──────── SOURCE MATERIAL ────────

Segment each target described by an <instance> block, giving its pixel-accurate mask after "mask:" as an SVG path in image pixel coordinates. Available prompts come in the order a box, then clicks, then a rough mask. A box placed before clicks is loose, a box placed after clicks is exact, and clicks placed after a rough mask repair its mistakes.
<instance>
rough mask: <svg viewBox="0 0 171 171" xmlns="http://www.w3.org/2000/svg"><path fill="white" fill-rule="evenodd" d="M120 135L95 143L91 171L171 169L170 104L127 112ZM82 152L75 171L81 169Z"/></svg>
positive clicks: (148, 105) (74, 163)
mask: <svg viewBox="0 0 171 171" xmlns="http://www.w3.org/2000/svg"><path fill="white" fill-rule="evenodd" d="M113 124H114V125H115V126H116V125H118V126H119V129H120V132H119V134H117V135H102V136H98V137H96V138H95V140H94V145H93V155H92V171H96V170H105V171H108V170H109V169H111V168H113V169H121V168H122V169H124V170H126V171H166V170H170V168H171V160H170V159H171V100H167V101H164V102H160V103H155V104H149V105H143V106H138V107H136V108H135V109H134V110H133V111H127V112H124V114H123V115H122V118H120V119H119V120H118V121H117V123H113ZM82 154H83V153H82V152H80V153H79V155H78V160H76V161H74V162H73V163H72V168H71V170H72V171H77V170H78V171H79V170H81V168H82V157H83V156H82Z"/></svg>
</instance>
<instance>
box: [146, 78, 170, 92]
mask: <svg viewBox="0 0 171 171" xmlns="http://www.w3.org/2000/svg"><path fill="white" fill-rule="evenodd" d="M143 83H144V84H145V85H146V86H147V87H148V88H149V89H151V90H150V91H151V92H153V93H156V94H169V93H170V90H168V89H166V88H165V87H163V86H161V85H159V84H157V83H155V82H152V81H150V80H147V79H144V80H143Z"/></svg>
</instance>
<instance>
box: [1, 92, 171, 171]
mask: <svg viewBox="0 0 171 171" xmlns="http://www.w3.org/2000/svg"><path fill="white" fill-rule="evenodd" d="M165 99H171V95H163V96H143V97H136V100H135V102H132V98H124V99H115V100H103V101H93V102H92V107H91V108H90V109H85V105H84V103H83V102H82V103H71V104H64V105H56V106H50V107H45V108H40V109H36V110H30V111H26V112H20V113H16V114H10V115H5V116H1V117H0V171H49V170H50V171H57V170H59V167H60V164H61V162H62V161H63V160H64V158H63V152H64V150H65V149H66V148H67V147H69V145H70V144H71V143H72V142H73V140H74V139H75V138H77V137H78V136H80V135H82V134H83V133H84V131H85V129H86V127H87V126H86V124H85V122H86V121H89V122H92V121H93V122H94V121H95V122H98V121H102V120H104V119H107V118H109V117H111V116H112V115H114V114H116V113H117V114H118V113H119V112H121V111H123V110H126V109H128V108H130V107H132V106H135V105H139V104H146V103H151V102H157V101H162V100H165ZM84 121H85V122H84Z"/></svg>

────────

» **TASK OBJECTIVE**: Print every record above exactly as written.

» **ANSWER SECTION**:
Segment each target described by an <instance> block, giving its pixel-accurate mask after "mask:" as an SVG path in image pixel coordinates. Available prompts come in the order a box, then clicks, then a rough mask. A box placed before clicks is loose, a box placed after clicks is exact, and clicks placed after a rough mask repair its mistakes.
<instance>
rough mask: <svg viewBox="0 0 171 171" xmlns="http://www.w3.org/2000/svg"><path fill="white" fill-rule="evenodd" d="M120 135L95 143L91 171L171 169L170 104L127 112ZM82 152L75 171L81 169Z"/></svg>
positive clicks: (148, 105) (74, 163)
mask: <svg viewBox="0 0 171 171" xmlns="http://www.w3.org/2000/svg"><path fill="white" fill-rule="evenodd" d="M113 124H114V125H115V126H116V125H118V126H119V129H120V132H119V134H117V135H102V136H98V137H96V138H95V140H94V145H93V155H92V171H96V170H105V171H108V170H109V169H111V168H113V169H121V168H122V169H124V170H126V171H166V170H170V168H171V160H170V159H171V100H167V101H164V102H160V103H155V104H149V105H143V106H138V107H136V108H135V109H134V110H133V111H127V112H124V114H123V115H122V118H120V119H119V120H118V121H117V123H113ZM82 154H83V153H82V152H80V153H79V155H78V160H76V161H74V162H73V163H72V168H71V170H72V171H77V170H78V171H79V170H81V168H82V157H83V156H82Z"/></svg>
</instance>
<instance>
box: [146, 78, 170, 92]
mask: <svg viewBox="0 0 171 171" xmlns="http://www.w3.org/2000/svg"><path fill="white" fill-rule="evenodd" d="M143 83H144V84H145V85H146V86H147V87H148V88H149V89H151V90H150V91H151V92H153V93H156V94H169V93H170V90H168V89H166V88H165V87H163V86H161V85H159V84H157V83H155V82H152V81H150V80H147V79H144V80H143Z"/></svg>
</instance>
<instance>
box: [1, 92, 171, 171]
mask: <svg viewBox="0 0 171 171" xmlns="http://www.w3.org/2000/svg"><path fill="white" fill-rule="evenodd" d="M165 99H171V95H163V96H143V97H136V100H135V102H132V98H124V99H115V100H103V101H93V102H92V107H91V108H90V109H85V105H84V103H83V102H82V103H71V104H64V105H56V106H50V107H45V108H40V109H36V110H30V111H26V112H20V113H16V114H10V115H5V116H1V117H0V171H49V170H50V171H57V170H59V167H60V164H61V162H62V161H63V160H64V158H63V152H64V150H65V149H66V148H67V147H69V145H70V144H71V143H72V142H73V140H74V139H75V138H77V137H78V136H80V135H82V134H83V133H84V131H85V129H86V127H87V126H86V124H85V122H86V121H89V122H92V121H93V122H94V121H95V122H98V121H102V120H104V119H107V118H109V117H111V116H112V115H114V114H116V113H117V114H118V113H119V112H121V111H123V110H126V109H128V108H130V107H132V106H135V105H139V104H146V103H151V102H157V101H162V100H165ZM84 121H85V122H84Z"/></svg>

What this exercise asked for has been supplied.